◆ Task statement: Could you retype the records word for word but without any pictures?

(Photo-based referring expression data)
-=-=-=-=-

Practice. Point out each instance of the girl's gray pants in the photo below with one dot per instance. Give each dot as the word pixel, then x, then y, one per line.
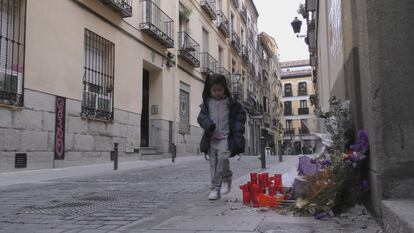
pixel 219 163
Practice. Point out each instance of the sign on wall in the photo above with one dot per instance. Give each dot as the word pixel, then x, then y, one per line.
pixel 60 110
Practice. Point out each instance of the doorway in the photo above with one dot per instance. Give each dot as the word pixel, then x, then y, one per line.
pixel 145 109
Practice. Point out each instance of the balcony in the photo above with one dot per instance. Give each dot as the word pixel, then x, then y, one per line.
pixel 245 54
pixel 288 112
pixel 157 24
pixel 251 35
pixel 208 64
pixel 252 70
pixel 209 6
pixel 225 72
pixel 303 130
pixel 223 23
pixel 302 93
pixel 236 3
pixel 238 91
pixel 122 7
pixel 303 111
pixel 243 14
pixel 189 49
pixel 267 120
pixel 290 131
pixel 235 41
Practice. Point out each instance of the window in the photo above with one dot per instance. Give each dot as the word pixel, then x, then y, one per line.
pixel 205 41
pixel 288 108
pixel 303 104
pixel 289 124
pixel 98 78
pixel 288 89
pixel 242 36
pixel 221 58
pixel 12 29
pixel 232 22
pixel 183 20
pixel 184 108
pixel 302 89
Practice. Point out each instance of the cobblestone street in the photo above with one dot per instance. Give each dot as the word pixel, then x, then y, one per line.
pixel 154 197
pixel 106 202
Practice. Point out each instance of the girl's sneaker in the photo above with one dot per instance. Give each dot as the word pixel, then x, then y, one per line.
pixel 225 187
pixel 214 195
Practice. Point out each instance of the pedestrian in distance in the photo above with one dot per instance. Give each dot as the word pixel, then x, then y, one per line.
pixel 222 117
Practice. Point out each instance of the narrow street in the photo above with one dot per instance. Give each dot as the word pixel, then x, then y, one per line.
pixel 160 197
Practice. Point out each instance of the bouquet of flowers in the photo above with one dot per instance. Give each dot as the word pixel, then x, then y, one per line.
pixel 337 166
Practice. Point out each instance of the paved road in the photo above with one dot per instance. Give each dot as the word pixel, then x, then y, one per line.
pixel 108 201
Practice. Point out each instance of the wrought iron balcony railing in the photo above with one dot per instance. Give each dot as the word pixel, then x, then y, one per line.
pixel 290 131
pixel 267 119
pixel 303 111
pixel 223 23
pixel 252 69
pixel 122 7
pixel 251 35
pixel 236 3
pixel 235 41
pixel 209 7
pixel 243 14
pixel 288 112
pixel 188 49
pixel 302 92
pixel 304 130
pixel 238 91
pixel 245 54
pixel 226 73
pixel 157 24
pixel 208 63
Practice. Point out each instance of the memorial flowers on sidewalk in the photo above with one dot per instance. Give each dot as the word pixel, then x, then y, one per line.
pixel 336 170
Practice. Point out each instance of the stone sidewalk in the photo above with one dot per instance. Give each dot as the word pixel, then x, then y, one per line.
pixel 228 215
pixel 149 196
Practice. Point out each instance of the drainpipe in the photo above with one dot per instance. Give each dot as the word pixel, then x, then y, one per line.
pixel 176 87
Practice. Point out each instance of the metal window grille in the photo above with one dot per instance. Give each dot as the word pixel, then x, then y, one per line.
pixel 184 112
pixel 302 88
pixel 20 160
pixel 288 89
pixel 98 77
pixel 12 35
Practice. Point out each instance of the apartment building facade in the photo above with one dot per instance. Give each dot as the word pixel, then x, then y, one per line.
pixel 91 74
pixel 298 118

-=-=-=-=-

◆ Answer below:
Practice. Point out each instance of the girl's gray pants in the photo below with one dot per instance. Give each dot as the word pixel, then x, then y, one per line.
pixel 219 163
Practice. Point out each instance of the sign on wall in the photo above with one dot per instance. Give each dot as the word pixel, then x, then y, one per line.
pixel 60 110
Practice. Point out each instance of the doorway in the photo above with one dot per instance. Give each dot as the word pixel, then x, then y, one per line.
pixel 145 109
Practice. Point out each instance of the balcony in the photo above with one dot per instance. Give each dot as the word pixel, then x, then y, one per line.
pixel 245 54
pixel 288 112
pixel 157 24
pixel 251 35
pixel 208 64
pixel 252 70
pixel 209 6
pixel 225 72
pixel 303 130
pixel 223 23
pixel 302 93
pixel 236 3
pixel 238 91
pixel 122 7
pixel 303 111
pixel 243 14
pixel 189 49
pixel 267 120
pixel 290 131
pixel 235 41
Practice. Point out each instance of the window in the photo above with one dot per instance. Give each dot as the word pixel, then x, then y, one per line.
pixel 205 41
pixel 288 108
pixel 303 104
pixel 289 124
pixel 98 78
pixel 288 89
pixel 242 36
pixel 221 58
pixel 12 29
pixel 232 22
pixel 183 20
pixel 184 108
pixel 302 89
Practice. Point out each instance of the cobblestone street in the photo above with one dot per instance. Give each dot as the word pixel, then x, then y, one per line.
pixel 154 197
pixel 106 202
Practice. Point out each instance of the girl's sneaker in the photo above with one dot per instance. Give each dot as the word pixel, then x, then y, one per line.
pixel 225 187
pixel 214 195
Practice. Point out each instance of the pedestrian in distance in the photo above with one dot per instance. Give each dot as the word pixel, then x, then y, one per line.
pixel 222 117
Practice. Point out each instance of the narrow street in the photo above with one dot per instance. Give each dot as the word pixel, then x, then y, one per line.
pixel 160 197
Practice. Point out each instance of the bouquet of flowers in the photo above with one dot per instance. Give each dot as the word pixel, then x, then y, one per line.
pixel 337 166
Practice. Point out each instance of the paved road in the photo above with one dot per instance. Give each dot as the word pixel, then x, then y, one per line.
pixel 108 201
Practice. Point out each instance of the wrought iron balcony railing in the photo above with one dot per instance. Give each dot as the word pixel, then x, then y, one per line.
pixel 290 131
pixel 267 119
pixel 303 111
pixel 223 23
pixel 252 69
pixel 122 7
pixel 251 35
pixel 236 3
pixel 235 41
pixel 209 7
pixel 243 14
pixel 288 112
pixel 188 49
pixel 302 92
pixel 304 130
pixel 238 91
pixel 245 54
pixel 226 73
pixel 157 24
pixel 208 63
Practice. Point out each instance of the memorial flowers on sidewalk in the photo above with one dot per instance. Give each dot as the word pixel, then x, then y, one per line.
pixel 336 170
Practice. Point out each instance of the stone sidewalk in the photo above with one dot per instance. Give each dot as the word pixel, then x, then y, one per line.
pixel 228 215
pixel 149 196
Practice. Point out each instance of the drainpipe in the photo above with one dot per instance. Give each dot as the word pixel, then x, then y, one per line.
pixel 176 87
Practice. Point out each instance of the metal window grille in the photo above with one dot per instance. Give each dot as the word pixel, then x, then y, one per line.
pixel 184 112
pixel 302 88
pixel 20 160
pixel 288 89
pixel 98 77
pixel 12 35
Practice. Point out each instance of the apartment building facade in the photo above with one dot per instance. Give each dot as the word pixel, then x, then y, one per line.
pixel 91 74
pixel 298 118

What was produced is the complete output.